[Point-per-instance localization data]
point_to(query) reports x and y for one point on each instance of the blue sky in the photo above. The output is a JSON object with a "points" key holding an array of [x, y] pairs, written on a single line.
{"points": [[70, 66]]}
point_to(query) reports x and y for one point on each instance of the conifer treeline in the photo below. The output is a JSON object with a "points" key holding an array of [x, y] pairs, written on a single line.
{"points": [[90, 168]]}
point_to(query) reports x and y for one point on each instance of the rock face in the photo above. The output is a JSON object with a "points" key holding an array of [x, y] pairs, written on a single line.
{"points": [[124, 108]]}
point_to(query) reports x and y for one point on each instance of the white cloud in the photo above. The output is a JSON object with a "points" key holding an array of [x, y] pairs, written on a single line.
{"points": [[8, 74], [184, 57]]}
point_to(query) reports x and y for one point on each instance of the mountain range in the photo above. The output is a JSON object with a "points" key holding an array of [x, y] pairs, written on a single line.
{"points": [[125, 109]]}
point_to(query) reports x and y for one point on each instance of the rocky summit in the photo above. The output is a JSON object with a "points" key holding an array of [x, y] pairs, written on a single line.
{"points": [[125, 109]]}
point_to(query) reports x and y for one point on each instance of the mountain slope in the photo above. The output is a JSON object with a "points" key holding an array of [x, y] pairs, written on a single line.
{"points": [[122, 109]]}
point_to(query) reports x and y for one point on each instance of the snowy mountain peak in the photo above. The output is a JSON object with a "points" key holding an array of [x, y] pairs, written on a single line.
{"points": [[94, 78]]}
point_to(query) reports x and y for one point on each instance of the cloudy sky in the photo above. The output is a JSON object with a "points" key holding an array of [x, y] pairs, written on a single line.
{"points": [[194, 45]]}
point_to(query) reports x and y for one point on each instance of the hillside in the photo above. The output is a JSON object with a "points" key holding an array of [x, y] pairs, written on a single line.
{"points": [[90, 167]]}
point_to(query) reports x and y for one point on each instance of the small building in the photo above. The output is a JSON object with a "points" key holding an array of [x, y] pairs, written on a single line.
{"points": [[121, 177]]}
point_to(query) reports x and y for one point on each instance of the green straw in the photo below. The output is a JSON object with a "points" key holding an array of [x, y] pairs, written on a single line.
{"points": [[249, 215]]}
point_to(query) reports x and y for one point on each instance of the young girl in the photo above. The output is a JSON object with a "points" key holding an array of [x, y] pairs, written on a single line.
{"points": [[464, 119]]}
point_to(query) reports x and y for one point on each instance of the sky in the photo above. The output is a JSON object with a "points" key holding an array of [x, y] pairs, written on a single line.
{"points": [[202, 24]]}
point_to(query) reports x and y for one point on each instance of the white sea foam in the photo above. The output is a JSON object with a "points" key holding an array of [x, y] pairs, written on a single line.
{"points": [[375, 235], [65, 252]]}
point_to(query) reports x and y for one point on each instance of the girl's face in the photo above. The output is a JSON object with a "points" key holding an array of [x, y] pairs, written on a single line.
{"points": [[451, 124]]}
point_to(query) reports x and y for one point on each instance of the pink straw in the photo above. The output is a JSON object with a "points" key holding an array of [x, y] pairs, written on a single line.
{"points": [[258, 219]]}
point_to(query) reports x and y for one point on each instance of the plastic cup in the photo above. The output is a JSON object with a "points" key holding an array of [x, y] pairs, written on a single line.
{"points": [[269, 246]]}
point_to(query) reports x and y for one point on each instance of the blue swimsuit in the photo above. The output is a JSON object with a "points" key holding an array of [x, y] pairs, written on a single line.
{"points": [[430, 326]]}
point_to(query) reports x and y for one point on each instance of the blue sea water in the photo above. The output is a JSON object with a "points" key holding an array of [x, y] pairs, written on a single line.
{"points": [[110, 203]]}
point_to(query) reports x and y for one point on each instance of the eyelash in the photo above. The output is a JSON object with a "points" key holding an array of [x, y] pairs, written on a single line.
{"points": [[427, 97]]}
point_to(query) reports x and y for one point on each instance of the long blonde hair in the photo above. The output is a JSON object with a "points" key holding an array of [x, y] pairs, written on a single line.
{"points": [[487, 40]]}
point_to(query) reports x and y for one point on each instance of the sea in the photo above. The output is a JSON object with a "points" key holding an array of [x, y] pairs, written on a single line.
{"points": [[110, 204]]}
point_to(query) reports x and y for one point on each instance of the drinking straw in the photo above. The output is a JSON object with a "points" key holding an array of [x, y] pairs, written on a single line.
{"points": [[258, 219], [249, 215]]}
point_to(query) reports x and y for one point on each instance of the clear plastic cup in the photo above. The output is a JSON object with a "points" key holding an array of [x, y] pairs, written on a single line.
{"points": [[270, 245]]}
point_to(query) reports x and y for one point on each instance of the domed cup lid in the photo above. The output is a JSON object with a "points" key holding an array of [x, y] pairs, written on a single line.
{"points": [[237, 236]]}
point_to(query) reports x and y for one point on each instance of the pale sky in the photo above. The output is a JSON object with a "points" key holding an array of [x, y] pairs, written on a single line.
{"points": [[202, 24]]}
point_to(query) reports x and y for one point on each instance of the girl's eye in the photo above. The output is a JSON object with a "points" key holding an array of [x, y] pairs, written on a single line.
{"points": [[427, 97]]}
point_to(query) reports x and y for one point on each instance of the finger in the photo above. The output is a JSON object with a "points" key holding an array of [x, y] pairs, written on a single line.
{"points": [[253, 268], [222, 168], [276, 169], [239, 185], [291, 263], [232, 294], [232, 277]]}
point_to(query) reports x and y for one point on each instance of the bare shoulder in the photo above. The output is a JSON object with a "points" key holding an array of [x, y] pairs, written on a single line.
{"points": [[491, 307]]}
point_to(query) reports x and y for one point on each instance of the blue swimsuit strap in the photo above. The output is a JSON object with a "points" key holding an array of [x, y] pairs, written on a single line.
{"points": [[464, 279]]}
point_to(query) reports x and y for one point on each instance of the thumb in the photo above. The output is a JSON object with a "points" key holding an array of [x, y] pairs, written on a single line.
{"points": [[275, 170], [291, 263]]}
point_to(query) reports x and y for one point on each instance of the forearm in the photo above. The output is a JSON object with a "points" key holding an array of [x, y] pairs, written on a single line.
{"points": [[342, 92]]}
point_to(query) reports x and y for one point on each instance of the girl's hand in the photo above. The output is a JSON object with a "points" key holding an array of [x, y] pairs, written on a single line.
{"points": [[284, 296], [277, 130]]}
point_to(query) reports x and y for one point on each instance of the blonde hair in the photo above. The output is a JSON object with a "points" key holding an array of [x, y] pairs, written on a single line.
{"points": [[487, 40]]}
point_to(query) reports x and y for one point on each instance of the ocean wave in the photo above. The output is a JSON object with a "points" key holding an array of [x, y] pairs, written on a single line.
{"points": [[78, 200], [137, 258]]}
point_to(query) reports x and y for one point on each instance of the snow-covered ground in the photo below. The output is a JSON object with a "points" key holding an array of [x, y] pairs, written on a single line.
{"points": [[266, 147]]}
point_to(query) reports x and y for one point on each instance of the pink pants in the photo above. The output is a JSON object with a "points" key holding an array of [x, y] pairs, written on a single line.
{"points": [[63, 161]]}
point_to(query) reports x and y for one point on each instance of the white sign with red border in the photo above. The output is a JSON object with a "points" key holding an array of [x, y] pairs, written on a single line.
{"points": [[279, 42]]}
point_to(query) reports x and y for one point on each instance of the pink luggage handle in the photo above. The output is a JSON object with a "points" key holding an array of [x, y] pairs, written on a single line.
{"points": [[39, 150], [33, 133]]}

> _Directions for this task_
All entries must come back exactly as they were written.

> _Worked solution_
point_to(query) reports x and y for one point on each instance of the blue sky in the photo above. The output is a JSON object with a "points" key holding an array of [x, y] pairs, written on a single line.
{"points": [[70, 66]]}
point_to(query) reports x and y for one point on each instance of the conifer treeline in the photo below. The output is a JSON object with a "points" key holding an array of [x, y] pairs, written on a single line.
{"points": [[90, 168]]}
point_to(query) reports x and y for one point on each instance of the rock face in the photo above. The output is a JSON object with a "points" key holding an array of [x, y] pairs, written on a single line.
{"points": [[124, 108]]}
point_to(query) reports x and y for one point on each instance of the white cloud in the photo above. The output is a JSON object with a "points" key holding an array of [x, y] pairs, written on a single line.
{"points": [[8, 74], [184, 57]]}
point_to(query) reports x and y for one point on each instance of the mountain range in the photo above. The output is a JSON object with a "points" key holding an array of [x, y] pairs, written on a single line.
{"points": [[125, 109]]}
point_to(query) reports x and y for one point on each instance of the rocky summit in the photo above. The output is a JSON object with a "points" key holding an array of [x, y] pairs, written on a single line.
{"points": [[125, 109]]}
point_to(query) reports x and y for one point on each instance of the mountain slope in the photo above. The output is a JSON object with a "points" key holding an array of [x, y] pairs, written on a single line.
{"points": [[122, 109]]}
point_to(query) reports x and y for one point on each instance of the snowy mountain peak in the photo above. The output is a JSON object with a "points" key holding an array of [x, y] pairs, written on a single line.
{"points": [[94, 78]]}
point_to(query) reports x and y for one point on each instance of the cloudy sky in the photo above. The output is a JSON object with a "points" key holding an array of [x, y] pairs, written on a single line.
{"points": [[194, 45]]}
point_to(query) reports x and y for one point on each instance of the hillside in the photo above. The output is a JSON object with a "points" key holding an array of [x, y] pairs, written on a single line.
{"points": [[90, 167]]}
point_to(query) reports x and y for one point on each instance of the small building in the photo above. The output is a JSON object with a "points" key holding an array of [x, y] pairs, written on a single line.
{"points": [[121, 177]]}
point_to(query) reports x and y for one point on each instance of the green straw in the photo below. The output is a JSON object with a "points" key holding an array of [x, y] pairs, written on a single line.
{"points": [[249, 215]]}
point_to(query) reports x and y for one point on each instance of the young girl in the photo above. The output is a JSON object with a "points" key holding an array of [x, y] pairs, written on a single line.
{"points": [[464, 119]]}
point_to(query) reports x and y for one point on each instance of the sky in the photo above. The output is a JSON object with a "points" key holding an array of [x, y] pairs, written on a single line.
{"points": [[202, 24]]}
point_to(query) reports x and y for one point on each instance of the white sea foam in the photo above. The output is a JSON object with a "points" key holding an array of [x, y] pairs, written on a single line.
{"points": [[375, 235], [65, 252]]}
point_to(query) reports x and y for one point on each instance of the girl's face in the photo above. The output is a JSON object with a "points" key holding an array of [x, y] pairs, written on a single line.
{"points": [[451, 124]]}
point_to(query) reports x and y for one point on each instance of the pink straw in the photo above. The output is a JSON object with a "points" key holding an array of [x, y] pairs, written on a single line.
{"points": [[258, 219]]}
point_to(query) reports x and y for one point on each instance of the plastic cup in the photo above. The output is a JSON object with a "points" key holding an array of [x, y] pairs, written on a single line.
{"points": [[269, 246]]}
point_to(query) reports x and y for one point on each instance of the blue swimsuit in the photo above. The output is a JSON object with a "points" key holding an array of [x, y] pairs, written on a single line.
{"points": [[430, 326]]}
point_to(query) reports x and y for one point on each instance of the blue sea water in the photo above. The output is a JSON object with a "points" key holding an array of [x, y] pairs, written on a single line.
{"points": [[110, 203]]}
point_to(query) reports x and y for one point on each instance of the eyelash in the photo above. The output is a JSON object with a "points" key holding an array of [x, y] pairs, written on a single line.
{"points": [[427, 97]]}
point_to(query) reports x and y for one point on each instance of the long blonde hair in the photo above. The output is a JSON object with a "points" key holding an array of [x, y] pairs, written on a single line.
{"points": [[487, 40]]}
point_to(query) reports x and y for one point on each instance of the sea in the photo above. The output is a JSON object with a "points" key holding an array of [x, y] pairs, written on a single line.
{"points": [[110, 204]]}
point_to(query) reports x and y for one point on each instance of the drinking straw in the photo above. The output is a JSON object with a "points" key holding an array of [x, y] pairs, written on a single line.
{"points": [[258, 219], [249, 215]]}
point_to(query) reports x and y for one point on each instance of the clear plastic cup in the photo above. The output is a JSON object with a "points" key holding an array of [x, y] pairs, written on a single line.
{"points": [[270, 245]]}
point_to(query) reports x and y for one point on each instance of the domed cup lid in the photo above. The output is a JSON object with a "points" key holding an array of [x, y] pairs, written on a single line.
{"points": [[237, 236]]}
point_to(query) reports x and y for one point on each instance of the pale sky in the photo above. The output is a JSON object with a "points" key holding an array of [x, y] pairs, written on a single line.
{"points": [[202, 24]]}
point_to(query) reports x and y for one point on each instance of the girl's eye in the photo above. The output is a JSON object with a "points" key holding an array of [x, y] pairs, written on a single line.
{"points": [[427, 97]]}
point_to(query) reports x and y for one point on each instance of the finger in the photo above. The output is a JSON object with a "points" key holding an array of [x, y] pairs, written on a single line.
{"points": [[253, 268], [222, 168], [276, 169], [239, 185], [291, 263], [232, 294], [232, 277]]}
point_to(query) reports x and y for one point on each instance of the bare shoulder in the photo above. The output is a JSON object with a "points" key holding an array of [x, y] pairs, written on a single line.
{"points": [[491, 307]]}
point_to(query) reports x and y for one point on each instance of the blue swimsuit strap in the photo above. The output is a JSON object with a "points" key holding an array of [x, y] pairs, written on a single line.
{"points": [[464, 279]]}
point_to(query) reports x and y for one point on each instance of the thumb in the photo above. The output is a JSON object with a "points" key holding an array of [x, y] pairs, written on a single line.
{"points": [[275, 170], [291, 263]]}
point_to(query) reports x and y for one point on each instance of the forearm in the photo above. The output is a JSON object with a "points" key holding an array of [x, y] pairs, written on a single line.
{"points": [[342, 92]]}
point_to(query) reports x and y for one point on each instance of the girl's hand in the photo above. The output is a JSON object with a "points" key holding an array of [x, y] pairs, written on a single line.
{"points": [[284, 296], [277, 130]]}
point_to(query) reports x and y for one point on each instance of the blonde hair in the photo above. The output is a JSON object with a "points" key holding an array of [x, y] pairs, written on a single line.
{"points": [[487, 40]]}
point_to(query) reports x and y for one point on each instance of the ocean wave in the photo above. The output is a JSON object with a "points" key holding an array of [x, y] pairs, written on a single line.
{"points": [[78, 200], [137, 258]]}
point_to(query) reports x and y for one point on each instance of the snow-covered ground in the photo below. The output is a JSON object with a "points" key holding an array of [x, y] pairs, written on a single line.
{"points": [[266, 147]]}
point_to(query) reports x and y for one point on each instance of the pink pants in the photo above. The output is a JSON object with a "points" key holding an array of [x, y] pairs, written on a single line.
{"points": [[63, 161]]}
point_to(query) reports x and y for one point on each instance of the white sign with red border in the photo above. The output is a JSON object with a "points" key holding an array of [x, y] pairs, written on a single line.
{"points": [[279, 42]]}
point_to(query) reports x and y for one point on each instance of the pink luggage handle in the photo above. The output is a JSON object with a "points" key holding an array of [x, y] pairs, written on a single line.
{"points": [[39, 150], [33, 133]]}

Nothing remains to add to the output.